Compito da svolgere
Prosegua l'intervista sulla carriera televisiva a partire dall'ultima risposta riportata.

Il suo maestro televisivo?

«Mario Riva. Amavo la sua bonomia, la sua simpatia. Forse fu vedendo lui al Musichiere che mi è venuta voglia di fare questo lavoro. Anche se ai tempi c’erano un canale e due conduttori. Pensare di fare tv era come volere diventare astronauta».

Boncompagni è stato determinante per la sua carriera.

«È stato decisivo per tante cose. Gianni venne ad abitare nel mio palazzo e tramite i miei genitori lo aiutai a entrare in Rai. Gli fecero fare “Bandiera gialla” e lui mi tirò dentro. Siamo sempre rimasti amici e abbiamo lavorato tanto assieme. A partire da “Pronto Raffaella?”. Gianni era un genio: mi manca».

Il suo rapporto con la Carrà?

«L’ho conosciuta perché era la fidanzata di Gianni. Quando andai a vivere in centro le affittai casa. Lei voleva comprarla ma poi io decisi di tornare. Si liberò un appartamento sopra di due piani identico al mio e lei mi disse: “io lo compro e tu vai su”. Insomma, ci scambiammo casa».

Il successo di “Pronto Raffaella?” fu travolgente.

«Quando la Rai, grazie a Corrado e al Pranzo è servito, capì che bisognava mettere qualcosa a mezzogiorno, chiese a me e Boncompagni. Inizialmente lo avevamo scritto per Gianni Morandi, ma cambiò idea e dirottammo su Raffaella. Il programma partì in sordina, nessuno voleva venire, poi esplose e gli ospiti facevano la fila. Nilde Iotti fece anticamera per settimane. Raffaella, a quel punto, un po’ si montò la testa: voleva il Papa, l’ambasciatore americano e quello sovietico per siglare la pace sul suo divano...».

Il suo volto diventò familiare quando dovette sostituire Enrica Bonaccorti. Senza il suo temporaneo forfait la carriera di Magalli sarebbe stata diversa?

«Io avevo già avuto la mia occasione 4 anni prima quando Boncompagni mi fece condurre “Illusione”. Ottime critiche ma la Rai non mi offrì nulla. Invece, la volta della Bonaccorti mi misero subito sotto contratto. La differenza è che prima non c’era posto. Poi invece Corrado, Mike, Sandra e Raimondo, Baudo, la Carrà se n’erano tutti andati e si sono detti: teniamoci questo».

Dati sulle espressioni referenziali
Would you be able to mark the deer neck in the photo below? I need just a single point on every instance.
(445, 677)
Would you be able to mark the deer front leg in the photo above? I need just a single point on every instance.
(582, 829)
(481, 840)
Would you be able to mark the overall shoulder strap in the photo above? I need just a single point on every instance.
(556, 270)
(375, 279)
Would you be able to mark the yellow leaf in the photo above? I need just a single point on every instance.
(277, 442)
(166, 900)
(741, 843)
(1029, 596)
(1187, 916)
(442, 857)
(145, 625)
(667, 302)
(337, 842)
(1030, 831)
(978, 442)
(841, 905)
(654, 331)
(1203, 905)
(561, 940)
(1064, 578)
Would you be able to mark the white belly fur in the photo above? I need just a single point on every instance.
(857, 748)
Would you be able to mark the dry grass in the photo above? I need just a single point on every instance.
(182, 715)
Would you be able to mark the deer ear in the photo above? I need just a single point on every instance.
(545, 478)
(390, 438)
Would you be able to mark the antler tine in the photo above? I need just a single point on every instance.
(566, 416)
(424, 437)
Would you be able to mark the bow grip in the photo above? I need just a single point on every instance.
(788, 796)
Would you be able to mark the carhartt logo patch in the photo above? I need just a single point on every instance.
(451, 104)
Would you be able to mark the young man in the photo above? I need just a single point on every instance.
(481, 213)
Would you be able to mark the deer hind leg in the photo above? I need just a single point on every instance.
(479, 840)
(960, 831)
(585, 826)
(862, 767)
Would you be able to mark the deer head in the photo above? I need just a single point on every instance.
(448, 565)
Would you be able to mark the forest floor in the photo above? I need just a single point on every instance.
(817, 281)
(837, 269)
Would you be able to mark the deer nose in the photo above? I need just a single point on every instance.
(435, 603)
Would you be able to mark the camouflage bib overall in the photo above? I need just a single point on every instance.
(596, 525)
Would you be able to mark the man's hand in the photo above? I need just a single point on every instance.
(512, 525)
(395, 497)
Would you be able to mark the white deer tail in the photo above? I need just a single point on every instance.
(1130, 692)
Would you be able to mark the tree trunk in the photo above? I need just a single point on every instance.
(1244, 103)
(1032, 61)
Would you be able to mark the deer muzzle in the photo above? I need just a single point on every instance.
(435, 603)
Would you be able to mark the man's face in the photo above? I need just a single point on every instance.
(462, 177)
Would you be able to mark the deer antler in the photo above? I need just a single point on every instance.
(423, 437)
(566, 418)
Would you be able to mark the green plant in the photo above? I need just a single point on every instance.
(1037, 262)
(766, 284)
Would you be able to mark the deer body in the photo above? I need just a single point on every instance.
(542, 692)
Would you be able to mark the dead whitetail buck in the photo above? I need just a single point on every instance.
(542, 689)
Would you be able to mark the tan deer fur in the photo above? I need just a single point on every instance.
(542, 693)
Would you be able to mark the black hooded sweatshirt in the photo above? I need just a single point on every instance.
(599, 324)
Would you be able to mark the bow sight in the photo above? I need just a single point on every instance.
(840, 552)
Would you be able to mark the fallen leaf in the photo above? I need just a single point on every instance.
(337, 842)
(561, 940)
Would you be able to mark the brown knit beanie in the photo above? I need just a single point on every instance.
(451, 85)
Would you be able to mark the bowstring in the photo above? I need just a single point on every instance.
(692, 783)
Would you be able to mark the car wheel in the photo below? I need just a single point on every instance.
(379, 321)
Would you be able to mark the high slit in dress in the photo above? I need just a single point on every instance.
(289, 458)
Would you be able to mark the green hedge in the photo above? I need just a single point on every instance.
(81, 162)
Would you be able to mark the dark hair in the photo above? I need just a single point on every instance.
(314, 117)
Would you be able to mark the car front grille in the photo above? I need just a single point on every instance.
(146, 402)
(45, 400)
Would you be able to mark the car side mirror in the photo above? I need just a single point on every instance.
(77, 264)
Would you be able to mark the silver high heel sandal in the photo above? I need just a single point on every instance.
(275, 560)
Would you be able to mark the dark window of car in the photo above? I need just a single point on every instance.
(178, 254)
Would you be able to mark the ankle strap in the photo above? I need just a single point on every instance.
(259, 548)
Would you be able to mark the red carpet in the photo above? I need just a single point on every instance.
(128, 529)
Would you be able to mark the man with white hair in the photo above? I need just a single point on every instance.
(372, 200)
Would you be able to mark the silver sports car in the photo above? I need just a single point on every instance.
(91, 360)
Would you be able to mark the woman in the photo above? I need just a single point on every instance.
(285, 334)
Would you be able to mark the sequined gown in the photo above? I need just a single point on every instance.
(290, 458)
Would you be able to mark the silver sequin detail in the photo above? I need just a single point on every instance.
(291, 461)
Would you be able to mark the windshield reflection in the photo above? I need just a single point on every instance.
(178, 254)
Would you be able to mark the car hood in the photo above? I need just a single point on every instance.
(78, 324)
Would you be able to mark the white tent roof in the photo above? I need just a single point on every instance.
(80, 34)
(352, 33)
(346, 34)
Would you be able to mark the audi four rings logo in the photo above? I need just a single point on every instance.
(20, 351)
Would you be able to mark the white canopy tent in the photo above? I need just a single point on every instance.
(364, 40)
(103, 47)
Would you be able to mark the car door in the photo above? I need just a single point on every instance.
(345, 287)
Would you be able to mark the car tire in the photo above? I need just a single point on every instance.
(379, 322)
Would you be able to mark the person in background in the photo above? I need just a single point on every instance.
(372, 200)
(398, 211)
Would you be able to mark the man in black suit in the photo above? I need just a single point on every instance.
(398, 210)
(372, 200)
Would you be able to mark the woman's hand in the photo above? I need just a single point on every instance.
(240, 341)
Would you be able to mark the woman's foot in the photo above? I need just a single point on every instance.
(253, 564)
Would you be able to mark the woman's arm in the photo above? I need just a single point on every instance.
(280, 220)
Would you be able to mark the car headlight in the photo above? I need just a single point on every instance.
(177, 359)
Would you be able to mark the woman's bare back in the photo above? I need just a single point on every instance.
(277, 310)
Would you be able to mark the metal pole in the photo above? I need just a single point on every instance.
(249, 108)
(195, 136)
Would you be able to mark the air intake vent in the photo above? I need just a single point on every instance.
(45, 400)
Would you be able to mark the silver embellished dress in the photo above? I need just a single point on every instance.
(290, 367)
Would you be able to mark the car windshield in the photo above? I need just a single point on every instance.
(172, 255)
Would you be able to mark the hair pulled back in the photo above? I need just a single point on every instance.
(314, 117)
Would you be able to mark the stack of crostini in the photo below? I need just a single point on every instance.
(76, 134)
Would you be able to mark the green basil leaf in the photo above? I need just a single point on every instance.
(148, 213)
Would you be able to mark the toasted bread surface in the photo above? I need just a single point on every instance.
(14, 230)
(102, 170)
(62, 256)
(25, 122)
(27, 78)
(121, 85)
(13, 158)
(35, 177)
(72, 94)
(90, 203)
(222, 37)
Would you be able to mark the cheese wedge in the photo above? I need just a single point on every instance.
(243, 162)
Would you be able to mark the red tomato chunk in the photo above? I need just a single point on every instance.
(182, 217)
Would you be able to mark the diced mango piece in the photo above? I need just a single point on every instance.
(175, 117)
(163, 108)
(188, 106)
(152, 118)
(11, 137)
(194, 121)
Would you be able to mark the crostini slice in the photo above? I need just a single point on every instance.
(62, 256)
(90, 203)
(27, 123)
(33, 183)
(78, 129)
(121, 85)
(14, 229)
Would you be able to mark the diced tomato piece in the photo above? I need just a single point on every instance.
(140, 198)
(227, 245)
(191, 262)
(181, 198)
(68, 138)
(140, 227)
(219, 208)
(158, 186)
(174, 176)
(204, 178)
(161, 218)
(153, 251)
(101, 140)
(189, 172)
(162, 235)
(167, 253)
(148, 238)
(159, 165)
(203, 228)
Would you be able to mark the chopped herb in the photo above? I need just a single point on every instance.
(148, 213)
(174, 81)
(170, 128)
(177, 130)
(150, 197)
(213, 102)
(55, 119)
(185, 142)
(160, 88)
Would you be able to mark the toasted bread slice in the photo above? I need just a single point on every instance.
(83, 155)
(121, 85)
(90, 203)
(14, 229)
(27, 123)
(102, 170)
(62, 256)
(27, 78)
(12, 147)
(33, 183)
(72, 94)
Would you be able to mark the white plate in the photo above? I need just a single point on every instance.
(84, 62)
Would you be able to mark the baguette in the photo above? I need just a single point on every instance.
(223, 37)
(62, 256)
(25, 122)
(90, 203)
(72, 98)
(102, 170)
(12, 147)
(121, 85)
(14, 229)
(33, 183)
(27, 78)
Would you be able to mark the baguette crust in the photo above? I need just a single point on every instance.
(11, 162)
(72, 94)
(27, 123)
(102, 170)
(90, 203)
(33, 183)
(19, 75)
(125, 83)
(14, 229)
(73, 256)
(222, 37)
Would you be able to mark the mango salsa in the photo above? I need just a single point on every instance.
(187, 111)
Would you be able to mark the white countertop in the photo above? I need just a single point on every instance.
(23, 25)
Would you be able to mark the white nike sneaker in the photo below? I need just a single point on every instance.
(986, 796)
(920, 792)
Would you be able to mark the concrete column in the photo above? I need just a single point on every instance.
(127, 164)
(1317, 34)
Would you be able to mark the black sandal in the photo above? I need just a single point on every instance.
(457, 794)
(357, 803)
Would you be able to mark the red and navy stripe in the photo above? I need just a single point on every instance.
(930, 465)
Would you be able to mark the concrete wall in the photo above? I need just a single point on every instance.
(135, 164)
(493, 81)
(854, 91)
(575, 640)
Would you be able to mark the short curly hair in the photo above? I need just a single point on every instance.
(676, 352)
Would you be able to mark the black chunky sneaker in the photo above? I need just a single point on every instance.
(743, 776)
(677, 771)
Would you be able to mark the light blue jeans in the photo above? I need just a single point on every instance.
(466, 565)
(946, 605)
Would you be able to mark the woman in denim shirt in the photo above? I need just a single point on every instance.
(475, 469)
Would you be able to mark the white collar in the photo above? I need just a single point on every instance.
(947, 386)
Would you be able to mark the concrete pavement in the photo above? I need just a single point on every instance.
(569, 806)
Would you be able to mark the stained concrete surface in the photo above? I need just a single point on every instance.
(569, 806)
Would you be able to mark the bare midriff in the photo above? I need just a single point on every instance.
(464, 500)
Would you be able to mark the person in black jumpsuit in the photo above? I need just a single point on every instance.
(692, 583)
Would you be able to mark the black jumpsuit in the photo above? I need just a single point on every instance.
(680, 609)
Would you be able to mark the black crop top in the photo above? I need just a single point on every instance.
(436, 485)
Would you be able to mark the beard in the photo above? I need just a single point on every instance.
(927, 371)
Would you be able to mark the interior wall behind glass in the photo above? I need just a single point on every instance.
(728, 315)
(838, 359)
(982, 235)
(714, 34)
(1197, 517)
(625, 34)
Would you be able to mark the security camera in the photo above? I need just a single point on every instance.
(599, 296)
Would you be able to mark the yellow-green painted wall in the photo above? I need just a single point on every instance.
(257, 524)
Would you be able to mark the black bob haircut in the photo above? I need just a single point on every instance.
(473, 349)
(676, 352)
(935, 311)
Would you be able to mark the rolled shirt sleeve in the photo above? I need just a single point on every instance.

Risposta scritta
“I fatti vostri” è stata per trent’anni casa sua...

«Un programma che mi stava bene addosso e un pubblico che mi voleva bene. Ho intervistato 5mila persone».

Oggi le dispiace avere solo una rubrica settimanale ?

«Non erano obbligati a chiamarmi. È stato Michele Guardì a volermi in amicizia».

Per anni Magalli veniva chiamato per risolvere i problemi della Rai. Il più clamoroso fu il Fantastico di Montesano.

«Dovevo cercare di tenere a galla lo show fino al 6 gennaio e ci sono riuscito. Per un periodo sono stato il salvatore della patria. E spesso le sostituzioni andavano meglio dell’originale».

La prefazione del libro è di Pippo Baudo, amici da una vita. Avete mai litigato?

«Lo scrivo anche nel libro, e c’entra la Sardegna. Pippo era andato via dalla Rai e voleva tornare, era sempre lì a viale Mazzini: faccio anche le previsioni del tempo. Nello stesso periodo venne fuori che un gruppo di pastori sardi aveva progettato il suo rapimento. Io dissi: “il nostro è un mestiere pericoloso, ma c’era anche da aspettarselo, Pippo è talmente pecora che quando i pastori lo vedono...”. Non la prese bene e me lo fece sapere».

Lei è uno dalla battuta tagliente. Una di cui si è pentito?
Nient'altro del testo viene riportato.